> TASK:
Determine how many lines in the records below include the word "blue" and output that number alone.

> DATA TO PROCESS:
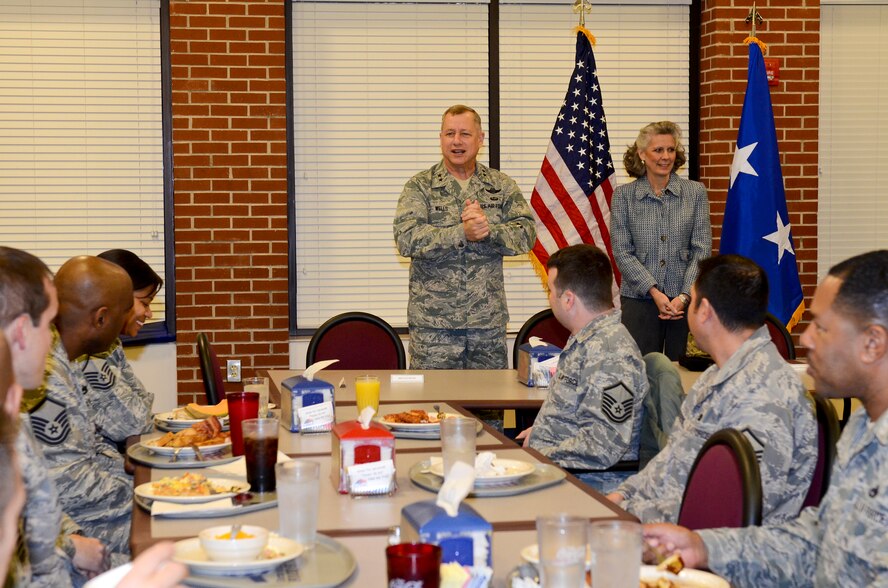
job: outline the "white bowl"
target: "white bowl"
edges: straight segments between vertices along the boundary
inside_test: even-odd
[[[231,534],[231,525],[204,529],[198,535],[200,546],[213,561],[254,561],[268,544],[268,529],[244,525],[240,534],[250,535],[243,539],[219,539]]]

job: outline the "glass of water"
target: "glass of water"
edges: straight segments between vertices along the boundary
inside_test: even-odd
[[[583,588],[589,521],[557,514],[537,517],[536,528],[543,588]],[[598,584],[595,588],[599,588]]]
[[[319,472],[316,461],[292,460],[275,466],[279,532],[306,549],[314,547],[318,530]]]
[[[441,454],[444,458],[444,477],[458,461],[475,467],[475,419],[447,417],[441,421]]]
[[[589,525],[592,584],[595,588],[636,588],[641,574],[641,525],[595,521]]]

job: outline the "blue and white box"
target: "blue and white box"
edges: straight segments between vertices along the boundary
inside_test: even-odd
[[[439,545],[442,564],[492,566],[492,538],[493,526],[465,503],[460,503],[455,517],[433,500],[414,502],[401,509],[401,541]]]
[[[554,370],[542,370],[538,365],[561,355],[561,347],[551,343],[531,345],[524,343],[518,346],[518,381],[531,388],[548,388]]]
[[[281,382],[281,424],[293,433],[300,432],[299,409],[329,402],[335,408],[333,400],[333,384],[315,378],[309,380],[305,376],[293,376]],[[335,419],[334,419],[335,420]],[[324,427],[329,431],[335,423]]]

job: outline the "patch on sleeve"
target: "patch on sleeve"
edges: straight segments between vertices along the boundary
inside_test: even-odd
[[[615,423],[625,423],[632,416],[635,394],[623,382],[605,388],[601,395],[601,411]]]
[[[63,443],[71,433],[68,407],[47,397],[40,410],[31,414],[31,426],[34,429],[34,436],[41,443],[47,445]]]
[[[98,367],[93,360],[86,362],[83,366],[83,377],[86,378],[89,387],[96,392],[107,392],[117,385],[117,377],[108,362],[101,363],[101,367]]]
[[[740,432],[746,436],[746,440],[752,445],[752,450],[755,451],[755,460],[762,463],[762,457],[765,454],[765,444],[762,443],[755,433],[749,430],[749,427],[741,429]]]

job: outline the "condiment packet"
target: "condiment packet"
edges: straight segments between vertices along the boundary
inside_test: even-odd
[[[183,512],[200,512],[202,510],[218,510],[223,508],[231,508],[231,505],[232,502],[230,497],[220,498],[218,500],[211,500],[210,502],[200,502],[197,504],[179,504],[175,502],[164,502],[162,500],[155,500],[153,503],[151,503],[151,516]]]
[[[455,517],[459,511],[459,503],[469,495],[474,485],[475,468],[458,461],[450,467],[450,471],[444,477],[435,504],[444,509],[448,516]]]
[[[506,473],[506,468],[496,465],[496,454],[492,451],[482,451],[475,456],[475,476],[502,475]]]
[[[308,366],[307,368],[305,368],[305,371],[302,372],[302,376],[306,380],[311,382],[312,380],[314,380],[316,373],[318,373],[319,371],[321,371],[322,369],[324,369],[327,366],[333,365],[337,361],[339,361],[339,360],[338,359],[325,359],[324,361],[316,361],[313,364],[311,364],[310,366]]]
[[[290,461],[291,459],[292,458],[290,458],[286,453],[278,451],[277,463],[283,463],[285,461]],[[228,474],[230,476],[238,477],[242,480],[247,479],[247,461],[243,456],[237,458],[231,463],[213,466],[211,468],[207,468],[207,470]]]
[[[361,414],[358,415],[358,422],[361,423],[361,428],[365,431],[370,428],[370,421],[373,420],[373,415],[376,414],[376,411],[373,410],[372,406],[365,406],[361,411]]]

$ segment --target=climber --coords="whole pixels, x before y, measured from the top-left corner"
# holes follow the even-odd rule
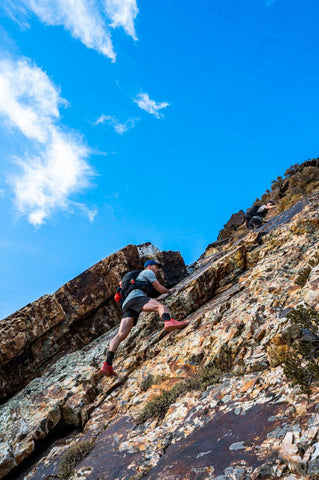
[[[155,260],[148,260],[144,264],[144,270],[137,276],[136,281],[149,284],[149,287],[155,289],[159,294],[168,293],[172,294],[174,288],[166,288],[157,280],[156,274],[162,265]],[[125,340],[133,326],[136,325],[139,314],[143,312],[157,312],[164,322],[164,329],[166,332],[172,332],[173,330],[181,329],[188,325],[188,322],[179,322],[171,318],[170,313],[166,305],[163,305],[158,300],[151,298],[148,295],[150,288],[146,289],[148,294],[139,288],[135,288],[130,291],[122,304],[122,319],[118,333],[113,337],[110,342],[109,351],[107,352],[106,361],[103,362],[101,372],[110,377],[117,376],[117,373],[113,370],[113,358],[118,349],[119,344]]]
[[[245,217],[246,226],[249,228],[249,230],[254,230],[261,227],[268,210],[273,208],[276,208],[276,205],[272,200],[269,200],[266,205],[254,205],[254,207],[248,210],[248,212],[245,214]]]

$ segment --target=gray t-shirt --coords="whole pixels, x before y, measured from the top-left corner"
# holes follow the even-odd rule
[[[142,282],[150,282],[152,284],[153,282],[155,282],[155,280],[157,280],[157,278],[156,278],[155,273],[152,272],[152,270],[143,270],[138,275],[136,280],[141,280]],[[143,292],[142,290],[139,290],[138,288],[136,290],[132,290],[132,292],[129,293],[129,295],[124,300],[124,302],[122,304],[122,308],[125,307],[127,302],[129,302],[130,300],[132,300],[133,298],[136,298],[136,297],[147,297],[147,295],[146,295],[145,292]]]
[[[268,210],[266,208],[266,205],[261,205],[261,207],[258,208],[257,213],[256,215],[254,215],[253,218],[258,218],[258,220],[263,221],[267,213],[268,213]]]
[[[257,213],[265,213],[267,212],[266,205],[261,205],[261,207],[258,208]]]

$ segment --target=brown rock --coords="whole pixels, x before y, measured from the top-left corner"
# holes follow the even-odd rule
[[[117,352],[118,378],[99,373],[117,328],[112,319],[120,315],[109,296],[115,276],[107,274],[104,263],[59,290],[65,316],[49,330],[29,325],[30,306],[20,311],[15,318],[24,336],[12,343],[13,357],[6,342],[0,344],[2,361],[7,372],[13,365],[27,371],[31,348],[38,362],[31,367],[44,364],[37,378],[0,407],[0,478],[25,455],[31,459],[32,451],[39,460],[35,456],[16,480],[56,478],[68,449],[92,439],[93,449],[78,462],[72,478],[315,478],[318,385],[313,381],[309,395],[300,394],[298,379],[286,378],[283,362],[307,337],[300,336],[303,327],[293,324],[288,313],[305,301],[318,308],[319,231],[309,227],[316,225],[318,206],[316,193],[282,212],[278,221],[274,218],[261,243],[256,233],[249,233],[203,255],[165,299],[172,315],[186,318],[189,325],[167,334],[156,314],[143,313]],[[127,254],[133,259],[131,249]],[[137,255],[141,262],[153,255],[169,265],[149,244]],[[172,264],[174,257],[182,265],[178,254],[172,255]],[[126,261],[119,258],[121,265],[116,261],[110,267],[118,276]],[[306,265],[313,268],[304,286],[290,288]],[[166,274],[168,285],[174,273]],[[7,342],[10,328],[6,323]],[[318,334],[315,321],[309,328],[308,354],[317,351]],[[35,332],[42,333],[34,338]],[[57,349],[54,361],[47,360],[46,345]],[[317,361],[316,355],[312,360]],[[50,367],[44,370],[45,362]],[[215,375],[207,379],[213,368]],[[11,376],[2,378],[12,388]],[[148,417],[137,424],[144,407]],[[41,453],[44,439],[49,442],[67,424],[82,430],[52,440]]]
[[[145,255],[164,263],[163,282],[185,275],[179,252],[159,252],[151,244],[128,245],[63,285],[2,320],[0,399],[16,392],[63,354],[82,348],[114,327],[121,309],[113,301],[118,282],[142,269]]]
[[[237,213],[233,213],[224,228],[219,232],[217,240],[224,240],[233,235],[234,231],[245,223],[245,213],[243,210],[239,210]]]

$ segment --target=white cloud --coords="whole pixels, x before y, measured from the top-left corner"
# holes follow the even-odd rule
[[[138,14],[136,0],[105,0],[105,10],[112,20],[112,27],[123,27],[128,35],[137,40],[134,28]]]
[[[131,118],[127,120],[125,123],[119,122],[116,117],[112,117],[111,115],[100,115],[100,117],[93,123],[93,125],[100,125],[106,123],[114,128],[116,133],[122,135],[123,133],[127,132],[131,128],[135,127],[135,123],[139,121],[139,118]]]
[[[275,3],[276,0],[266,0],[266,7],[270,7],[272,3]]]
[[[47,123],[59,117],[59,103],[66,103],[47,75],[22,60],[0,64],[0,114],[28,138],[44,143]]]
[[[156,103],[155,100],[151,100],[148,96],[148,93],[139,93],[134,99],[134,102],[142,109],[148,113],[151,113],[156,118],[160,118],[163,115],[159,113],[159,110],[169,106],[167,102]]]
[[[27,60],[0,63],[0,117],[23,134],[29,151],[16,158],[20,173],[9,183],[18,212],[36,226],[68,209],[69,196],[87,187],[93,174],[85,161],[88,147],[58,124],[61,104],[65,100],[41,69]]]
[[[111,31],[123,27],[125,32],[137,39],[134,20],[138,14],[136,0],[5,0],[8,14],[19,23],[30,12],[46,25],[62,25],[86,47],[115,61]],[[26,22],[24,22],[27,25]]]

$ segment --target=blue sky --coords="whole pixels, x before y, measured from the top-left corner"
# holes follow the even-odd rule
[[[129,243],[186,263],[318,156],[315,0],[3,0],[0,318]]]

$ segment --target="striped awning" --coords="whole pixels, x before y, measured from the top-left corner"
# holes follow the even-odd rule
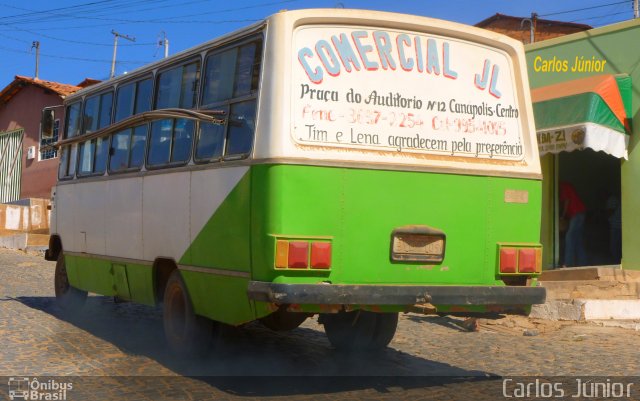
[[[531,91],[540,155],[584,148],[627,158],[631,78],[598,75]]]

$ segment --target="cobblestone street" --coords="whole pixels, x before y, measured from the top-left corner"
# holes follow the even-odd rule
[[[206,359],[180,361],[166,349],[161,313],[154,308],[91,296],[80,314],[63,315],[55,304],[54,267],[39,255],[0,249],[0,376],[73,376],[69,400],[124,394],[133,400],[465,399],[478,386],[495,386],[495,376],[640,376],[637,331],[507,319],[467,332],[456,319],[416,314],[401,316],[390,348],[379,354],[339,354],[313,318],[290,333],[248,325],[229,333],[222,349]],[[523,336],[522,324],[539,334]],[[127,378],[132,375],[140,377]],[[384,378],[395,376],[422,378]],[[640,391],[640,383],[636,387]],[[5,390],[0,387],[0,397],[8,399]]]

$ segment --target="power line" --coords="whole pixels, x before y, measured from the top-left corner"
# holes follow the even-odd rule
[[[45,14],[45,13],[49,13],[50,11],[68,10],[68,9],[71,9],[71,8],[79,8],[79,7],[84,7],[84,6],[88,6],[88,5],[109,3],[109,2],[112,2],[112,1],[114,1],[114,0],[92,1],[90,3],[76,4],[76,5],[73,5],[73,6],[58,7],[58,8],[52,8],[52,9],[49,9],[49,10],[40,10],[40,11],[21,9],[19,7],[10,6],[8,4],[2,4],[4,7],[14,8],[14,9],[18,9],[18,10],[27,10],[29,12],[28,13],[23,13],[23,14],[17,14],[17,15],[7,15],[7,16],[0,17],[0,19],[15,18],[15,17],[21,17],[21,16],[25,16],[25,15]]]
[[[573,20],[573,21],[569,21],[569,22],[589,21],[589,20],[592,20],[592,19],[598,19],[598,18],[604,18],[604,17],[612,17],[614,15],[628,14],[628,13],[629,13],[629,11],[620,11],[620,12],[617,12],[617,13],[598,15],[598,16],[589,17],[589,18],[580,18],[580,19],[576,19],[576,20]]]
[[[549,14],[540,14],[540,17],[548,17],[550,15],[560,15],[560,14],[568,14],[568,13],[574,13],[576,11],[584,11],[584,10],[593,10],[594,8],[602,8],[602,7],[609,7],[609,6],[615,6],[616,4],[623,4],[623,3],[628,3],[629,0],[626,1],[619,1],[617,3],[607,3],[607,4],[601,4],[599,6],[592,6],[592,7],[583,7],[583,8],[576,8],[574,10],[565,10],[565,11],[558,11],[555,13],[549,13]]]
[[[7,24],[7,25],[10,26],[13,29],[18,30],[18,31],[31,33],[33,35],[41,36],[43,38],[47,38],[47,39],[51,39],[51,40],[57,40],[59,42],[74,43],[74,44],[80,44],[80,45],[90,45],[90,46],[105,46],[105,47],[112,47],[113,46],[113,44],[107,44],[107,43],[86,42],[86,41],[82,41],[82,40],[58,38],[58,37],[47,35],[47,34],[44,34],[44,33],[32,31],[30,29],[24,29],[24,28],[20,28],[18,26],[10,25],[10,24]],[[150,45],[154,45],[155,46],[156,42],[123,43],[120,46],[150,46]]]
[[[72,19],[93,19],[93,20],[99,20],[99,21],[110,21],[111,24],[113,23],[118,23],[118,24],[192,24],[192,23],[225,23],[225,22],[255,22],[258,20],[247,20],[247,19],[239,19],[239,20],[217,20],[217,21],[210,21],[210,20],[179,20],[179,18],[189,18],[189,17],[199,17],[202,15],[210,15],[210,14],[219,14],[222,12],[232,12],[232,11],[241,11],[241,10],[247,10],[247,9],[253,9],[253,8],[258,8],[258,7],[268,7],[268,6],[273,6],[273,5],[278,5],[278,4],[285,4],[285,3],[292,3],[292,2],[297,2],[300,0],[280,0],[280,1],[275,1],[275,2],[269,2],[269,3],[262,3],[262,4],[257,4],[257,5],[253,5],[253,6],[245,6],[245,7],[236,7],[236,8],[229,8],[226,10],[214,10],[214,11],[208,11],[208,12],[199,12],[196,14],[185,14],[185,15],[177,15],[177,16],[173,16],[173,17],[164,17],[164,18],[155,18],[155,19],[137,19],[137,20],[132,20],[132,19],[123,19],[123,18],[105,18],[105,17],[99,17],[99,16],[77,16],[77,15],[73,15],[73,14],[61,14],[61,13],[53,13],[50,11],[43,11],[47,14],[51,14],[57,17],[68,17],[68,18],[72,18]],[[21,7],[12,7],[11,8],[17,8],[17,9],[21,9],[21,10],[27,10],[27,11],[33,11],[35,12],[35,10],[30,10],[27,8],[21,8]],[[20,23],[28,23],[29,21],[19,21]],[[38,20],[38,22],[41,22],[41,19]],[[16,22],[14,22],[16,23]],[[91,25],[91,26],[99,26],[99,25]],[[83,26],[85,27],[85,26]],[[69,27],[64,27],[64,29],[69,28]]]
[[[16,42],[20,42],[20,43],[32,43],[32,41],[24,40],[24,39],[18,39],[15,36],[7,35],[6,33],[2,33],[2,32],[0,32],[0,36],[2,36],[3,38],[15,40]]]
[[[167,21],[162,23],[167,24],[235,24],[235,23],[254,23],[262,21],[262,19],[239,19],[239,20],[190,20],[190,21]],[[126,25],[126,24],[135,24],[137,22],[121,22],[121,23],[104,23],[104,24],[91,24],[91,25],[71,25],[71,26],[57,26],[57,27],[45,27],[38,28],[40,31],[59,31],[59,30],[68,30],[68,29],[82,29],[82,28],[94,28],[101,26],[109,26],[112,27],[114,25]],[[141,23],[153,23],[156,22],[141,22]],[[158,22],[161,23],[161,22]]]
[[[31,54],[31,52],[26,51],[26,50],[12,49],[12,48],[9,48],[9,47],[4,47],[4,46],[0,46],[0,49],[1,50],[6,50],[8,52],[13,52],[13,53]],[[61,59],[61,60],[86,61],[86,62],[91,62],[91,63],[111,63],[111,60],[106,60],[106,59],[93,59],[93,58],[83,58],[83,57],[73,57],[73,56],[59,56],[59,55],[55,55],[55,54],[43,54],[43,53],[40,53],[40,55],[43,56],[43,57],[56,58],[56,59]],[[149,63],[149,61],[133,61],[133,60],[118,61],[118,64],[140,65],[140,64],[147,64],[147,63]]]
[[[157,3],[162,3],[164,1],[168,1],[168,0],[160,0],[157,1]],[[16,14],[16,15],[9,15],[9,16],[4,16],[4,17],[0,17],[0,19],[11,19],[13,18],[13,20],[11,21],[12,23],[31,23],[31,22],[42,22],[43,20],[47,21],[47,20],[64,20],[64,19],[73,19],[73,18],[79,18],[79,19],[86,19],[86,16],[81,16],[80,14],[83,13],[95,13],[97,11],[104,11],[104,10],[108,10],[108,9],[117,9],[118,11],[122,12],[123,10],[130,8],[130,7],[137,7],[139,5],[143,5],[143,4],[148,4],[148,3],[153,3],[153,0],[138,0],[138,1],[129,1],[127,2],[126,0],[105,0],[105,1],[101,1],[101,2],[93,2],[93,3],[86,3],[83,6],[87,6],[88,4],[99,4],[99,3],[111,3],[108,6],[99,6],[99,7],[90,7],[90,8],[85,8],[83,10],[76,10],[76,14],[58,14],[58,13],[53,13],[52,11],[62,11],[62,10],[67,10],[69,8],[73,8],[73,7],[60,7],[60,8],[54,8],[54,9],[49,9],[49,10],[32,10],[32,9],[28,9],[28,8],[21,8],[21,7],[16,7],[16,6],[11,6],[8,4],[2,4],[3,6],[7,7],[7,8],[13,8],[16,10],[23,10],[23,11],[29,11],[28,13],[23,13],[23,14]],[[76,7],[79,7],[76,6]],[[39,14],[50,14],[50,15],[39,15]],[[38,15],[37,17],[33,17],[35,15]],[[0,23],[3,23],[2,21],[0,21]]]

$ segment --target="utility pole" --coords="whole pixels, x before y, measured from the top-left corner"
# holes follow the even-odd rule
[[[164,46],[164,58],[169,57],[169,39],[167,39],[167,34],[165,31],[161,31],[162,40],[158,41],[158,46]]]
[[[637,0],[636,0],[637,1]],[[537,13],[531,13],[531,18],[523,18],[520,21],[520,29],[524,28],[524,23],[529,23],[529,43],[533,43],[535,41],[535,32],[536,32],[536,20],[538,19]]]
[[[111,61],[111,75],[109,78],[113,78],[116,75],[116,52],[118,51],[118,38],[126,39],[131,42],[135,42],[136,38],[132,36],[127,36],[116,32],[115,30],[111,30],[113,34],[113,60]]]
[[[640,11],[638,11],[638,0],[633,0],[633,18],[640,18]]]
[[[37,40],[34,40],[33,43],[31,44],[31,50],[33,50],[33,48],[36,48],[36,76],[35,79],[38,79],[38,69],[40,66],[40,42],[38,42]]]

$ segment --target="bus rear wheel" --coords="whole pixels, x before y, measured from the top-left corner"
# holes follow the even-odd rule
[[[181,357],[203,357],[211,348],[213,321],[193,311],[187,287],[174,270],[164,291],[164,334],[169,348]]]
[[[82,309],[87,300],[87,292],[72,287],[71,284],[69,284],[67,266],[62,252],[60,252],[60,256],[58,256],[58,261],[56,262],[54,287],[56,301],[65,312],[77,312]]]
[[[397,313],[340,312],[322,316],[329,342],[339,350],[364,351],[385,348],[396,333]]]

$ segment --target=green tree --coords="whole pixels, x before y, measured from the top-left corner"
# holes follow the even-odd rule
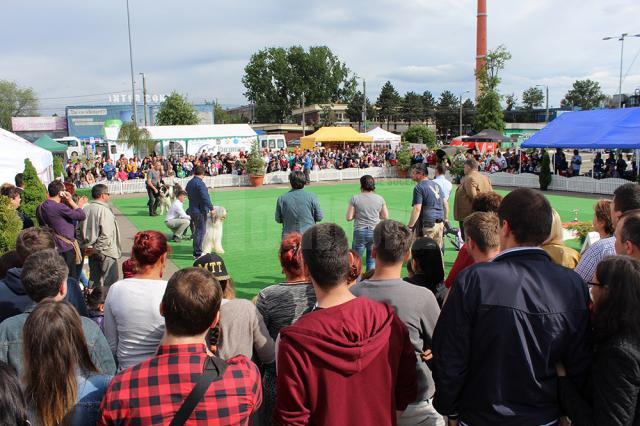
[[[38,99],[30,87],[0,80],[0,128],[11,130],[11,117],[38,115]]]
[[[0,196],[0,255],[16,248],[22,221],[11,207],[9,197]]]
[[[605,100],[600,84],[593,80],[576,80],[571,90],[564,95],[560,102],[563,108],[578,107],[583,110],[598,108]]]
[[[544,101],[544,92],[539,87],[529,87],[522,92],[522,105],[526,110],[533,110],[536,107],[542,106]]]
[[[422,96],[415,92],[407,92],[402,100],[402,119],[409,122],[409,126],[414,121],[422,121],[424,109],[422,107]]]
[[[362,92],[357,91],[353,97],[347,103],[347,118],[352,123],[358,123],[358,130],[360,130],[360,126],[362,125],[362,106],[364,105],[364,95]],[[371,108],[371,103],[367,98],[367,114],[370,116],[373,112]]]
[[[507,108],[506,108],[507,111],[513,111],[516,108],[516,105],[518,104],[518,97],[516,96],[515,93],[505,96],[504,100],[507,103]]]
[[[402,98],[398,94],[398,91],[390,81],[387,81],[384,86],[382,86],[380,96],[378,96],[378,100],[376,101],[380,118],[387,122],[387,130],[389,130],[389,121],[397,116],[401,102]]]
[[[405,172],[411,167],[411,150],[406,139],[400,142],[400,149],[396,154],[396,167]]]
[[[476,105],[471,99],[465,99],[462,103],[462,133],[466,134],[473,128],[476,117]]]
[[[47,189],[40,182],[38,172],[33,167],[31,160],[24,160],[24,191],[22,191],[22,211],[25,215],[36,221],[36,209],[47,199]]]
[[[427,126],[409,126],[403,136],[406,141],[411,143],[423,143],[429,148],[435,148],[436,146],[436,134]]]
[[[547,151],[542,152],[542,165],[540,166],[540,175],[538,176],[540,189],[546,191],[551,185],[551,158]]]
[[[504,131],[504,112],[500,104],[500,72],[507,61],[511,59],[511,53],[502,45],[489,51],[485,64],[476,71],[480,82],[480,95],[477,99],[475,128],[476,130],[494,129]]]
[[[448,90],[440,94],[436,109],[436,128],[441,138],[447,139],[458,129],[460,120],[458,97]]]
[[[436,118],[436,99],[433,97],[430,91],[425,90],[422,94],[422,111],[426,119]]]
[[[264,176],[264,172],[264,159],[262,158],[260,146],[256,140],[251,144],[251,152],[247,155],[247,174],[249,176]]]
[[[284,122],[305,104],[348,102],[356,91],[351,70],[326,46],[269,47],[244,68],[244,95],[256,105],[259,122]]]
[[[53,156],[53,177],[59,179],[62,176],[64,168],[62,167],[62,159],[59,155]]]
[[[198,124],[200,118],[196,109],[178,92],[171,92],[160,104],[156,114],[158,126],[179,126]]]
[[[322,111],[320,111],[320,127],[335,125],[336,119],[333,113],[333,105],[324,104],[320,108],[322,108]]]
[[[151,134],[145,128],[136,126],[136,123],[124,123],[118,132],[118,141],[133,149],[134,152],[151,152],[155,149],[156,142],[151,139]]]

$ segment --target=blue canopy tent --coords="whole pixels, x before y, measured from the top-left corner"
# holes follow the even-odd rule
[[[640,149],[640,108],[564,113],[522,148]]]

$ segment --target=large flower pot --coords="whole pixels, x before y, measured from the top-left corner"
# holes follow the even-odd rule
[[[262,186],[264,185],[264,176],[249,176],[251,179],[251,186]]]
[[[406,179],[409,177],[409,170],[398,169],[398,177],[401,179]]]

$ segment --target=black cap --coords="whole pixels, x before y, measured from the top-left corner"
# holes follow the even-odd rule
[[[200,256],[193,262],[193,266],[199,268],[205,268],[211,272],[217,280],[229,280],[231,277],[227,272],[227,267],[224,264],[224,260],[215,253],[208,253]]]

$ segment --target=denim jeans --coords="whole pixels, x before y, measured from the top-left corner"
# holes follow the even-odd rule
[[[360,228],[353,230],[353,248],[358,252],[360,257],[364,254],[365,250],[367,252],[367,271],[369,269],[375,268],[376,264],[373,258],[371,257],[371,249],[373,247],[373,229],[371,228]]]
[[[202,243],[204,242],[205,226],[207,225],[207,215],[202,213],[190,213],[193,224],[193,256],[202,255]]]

> SOLUTION BELOW:
4